**DESCRIPTION OF THE TASK**
Where a picture appears, skip it; print everything else in the records exactly as it stands.

**DATA LISTING**
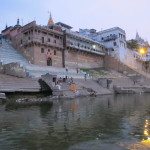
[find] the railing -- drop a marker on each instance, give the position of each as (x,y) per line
(87,50)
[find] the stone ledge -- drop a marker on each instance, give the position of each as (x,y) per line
(2,96)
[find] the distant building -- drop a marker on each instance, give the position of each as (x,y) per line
(142,45)
(141,42)
(114,39)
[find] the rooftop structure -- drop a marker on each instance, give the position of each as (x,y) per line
(50,21)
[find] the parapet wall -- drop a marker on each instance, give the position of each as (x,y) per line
(77,59)
(14,69)
(113,63)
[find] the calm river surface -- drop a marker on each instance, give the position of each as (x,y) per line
(118,122)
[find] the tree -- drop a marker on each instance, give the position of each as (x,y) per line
(132,44)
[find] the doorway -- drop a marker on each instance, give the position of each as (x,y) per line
(49,61)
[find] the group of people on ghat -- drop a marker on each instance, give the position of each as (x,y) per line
(68,80)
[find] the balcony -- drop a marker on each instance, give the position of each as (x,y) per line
(109,38)
(87,50)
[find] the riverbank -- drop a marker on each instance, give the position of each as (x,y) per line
(105,82)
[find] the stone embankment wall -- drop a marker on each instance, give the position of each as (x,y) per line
(80,59)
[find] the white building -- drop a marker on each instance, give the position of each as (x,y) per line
(114,39)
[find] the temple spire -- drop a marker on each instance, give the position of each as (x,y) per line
(50,21)
(18,21)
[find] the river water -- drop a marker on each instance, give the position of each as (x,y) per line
(114,122)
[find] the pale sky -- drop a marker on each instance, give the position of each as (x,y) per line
(130,15)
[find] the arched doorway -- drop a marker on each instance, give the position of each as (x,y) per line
(49,61)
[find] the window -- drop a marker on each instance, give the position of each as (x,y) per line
(57,37)
(42,39)
(115,44)
(42,50)
(54,52)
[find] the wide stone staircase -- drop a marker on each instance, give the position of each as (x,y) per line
(8,55)
(14,84)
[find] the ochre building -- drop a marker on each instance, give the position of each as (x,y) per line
(55,45)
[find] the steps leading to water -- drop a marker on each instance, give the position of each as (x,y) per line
(8,55)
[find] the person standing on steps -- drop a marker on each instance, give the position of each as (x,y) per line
(77,70)
(85,76)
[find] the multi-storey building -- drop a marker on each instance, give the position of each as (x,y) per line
(56,45)
(113,39)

**WRITTEN ANSWER**
[find] the railing -- drop a marker on each instance, give the position of each as (x,y) per line
(87,50)
[find] the stone ledge -- drop a marker on each instance, give the position of each as (x,y) per line
(2,96)
[find] the distant building -- drop a marker on each instance, give the position of each as (x,y) per line
(142,45)
(141,42)
(114,39)
[find] the rooftop structure -- drop a marker on each instance, give the position of each as (x,y) per line
(50,21)
[find] the parapet wall -- drop a marker on each instance, give the position of each as (x,y) per line
(77,59)
(14,69)
(113,63)
[find] the calm river surface -- drop a marker on each instance, give the position of each as (x,y) per line
(118,122)
[find] the tree -- drop a marker on each instance, give the position of each as (x,y) per line
(132,44)
[find] the doorway -- drop a marker on each instance, give the position of each as (x,y) per line
(49,61)
[find] the group of people on ghat -- drop a marker on each instance, give the position of each as (x,y) per line
(68,80)
[find] the balcony -- drop a marker on each instance, give the position of each as (x,y) per line
(109,38)
(87,50)
[find] the riverbank -- drop a marker on each instance, give the position of each as (x,y) per line
(105,82)
[find] the stone embankment wall -- drop a marker on each instance, give the position of each as (x,y) per line
(80,59)
[find] the white building -- drop a marker on each instance, give the position of each as (x,y) per line
(114,39)
[find] the temple spire -- drop a marker on each instance, give the position of each as (x,y) per line
(50,21)
(18,21)
[find] the river water -- drop a marker on each instance, give the position of each as (x,y) per line
(114,122)
[find] the pale sky -- drop a marker on each instance, give the position of each as (x,y) per line
(130,15)
[find] the arched doorway -- drop a marker on each instance, give the position of each as (x,y) per line
(49,61)
[find] the window -- drop a marker on each instance, give the position of each as (x,y) per line
(57,37)
(42,39)
(115,44)
(42,50)
(54,52)
[find] the wide stone staircase -- drop a marker on each instance, give the position of each as (x,y) per line
(8,55)
(14,84)
[find] the ochre building -- drop a marker on each instance, give the position of each as (x,y) per line
(55,45)
[find] the steps leading to water -- drop a marker on each instance, give the position of each as (x,y) per line
(8,55)
[find] the person standing on steps -- drop a marker on each instance, give the position of each as (x,y) per line
(77,70)
(85,76)
[find] the multi-storey building -- drop a marker on each instance, give the position of each as (x,y) per line
(56,45)
(113,39)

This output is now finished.